Problem statement: Find the line that contains "I'd like to know: does the sandstone". Repeat that line and all lines following it, exactly, through the end of the listing below.

────────

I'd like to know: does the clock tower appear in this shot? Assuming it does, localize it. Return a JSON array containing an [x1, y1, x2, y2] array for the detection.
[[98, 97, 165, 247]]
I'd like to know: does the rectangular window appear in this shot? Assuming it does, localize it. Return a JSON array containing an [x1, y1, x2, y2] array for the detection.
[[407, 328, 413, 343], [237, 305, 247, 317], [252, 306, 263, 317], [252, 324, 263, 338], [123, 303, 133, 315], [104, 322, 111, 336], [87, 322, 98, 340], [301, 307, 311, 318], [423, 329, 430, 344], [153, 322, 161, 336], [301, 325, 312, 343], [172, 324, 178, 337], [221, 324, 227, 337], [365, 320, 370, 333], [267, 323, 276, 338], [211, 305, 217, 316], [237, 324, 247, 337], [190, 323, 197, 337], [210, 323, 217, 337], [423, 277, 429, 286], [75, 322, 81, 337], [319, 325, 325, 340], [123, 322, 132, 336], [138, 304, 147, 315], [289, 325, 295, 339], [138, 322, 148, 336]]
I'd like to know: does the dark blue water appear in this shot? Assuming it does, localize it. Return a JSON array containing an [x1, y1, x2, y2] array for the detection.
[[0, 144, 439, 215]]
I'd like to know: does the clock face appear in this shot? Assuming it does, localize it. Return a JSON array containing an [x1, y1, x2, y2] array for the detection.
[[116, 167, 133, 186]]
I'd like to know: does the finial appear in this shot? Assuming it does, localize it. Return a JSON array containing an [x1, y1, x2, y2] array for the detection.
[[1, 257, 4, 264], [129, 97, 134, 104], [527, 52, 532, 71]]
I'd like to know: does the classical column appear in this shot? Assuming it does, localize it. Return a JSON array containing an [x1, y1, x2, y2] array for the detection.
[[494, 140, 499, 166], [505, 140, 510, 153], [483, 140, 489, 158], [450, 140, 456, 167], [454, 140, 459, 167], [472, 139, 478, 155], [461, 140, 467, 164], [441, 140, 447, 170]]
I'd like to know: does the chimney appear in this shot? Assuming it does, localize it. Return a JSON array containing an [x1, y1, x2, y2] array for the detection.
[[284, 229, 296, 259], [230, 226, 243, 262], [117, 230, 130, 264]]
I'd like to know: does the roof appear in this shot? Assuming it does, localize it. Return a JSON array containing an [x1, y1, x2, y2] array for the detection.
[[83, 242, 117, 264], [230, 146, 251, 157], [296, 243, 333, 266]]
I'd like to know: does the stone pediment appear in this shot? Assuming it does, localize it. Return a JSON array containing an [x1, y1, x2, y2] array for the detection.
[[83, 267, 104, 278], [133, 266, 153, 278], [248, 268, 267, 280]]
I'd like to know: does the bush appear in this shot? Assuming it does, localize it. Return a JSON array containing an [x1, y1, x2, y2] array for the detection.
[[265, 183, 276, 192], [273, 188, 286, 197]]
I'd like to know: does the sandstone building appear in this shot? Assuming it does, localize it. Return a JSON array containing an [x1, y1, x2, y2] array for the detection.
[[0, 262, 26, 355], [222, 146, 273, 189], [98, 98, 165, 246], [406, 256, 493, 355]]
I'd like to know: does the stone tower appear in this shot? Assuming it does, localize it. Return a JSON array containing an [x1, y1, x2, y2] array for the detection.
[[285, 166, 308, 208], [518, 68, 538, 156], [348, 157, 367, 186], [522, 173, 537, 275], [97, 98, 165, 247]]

────────

Completed exercise:
I'd like to know: does the sandstone building appear in this shot? Assuming it does, localize it. Return a JSON array containing an [x1, y1, x2, y2] array for the detection.
[[0, 262, 26, 355], [222, 146, 273, 189], [98, 98, 165, 246], [406, 256, 493, 355]]
I'd like to know: does the stone tower appear in this shot? Assuming it does, localize it. Return a JSON array containing an [x1, y1, x2, y2] array for the detection.
[[285, 166, 308, 208], [518, 68, 538, 156], [348, 157, 367, 186], [522, 173, 537, 275], [97, 98, 165, 247]]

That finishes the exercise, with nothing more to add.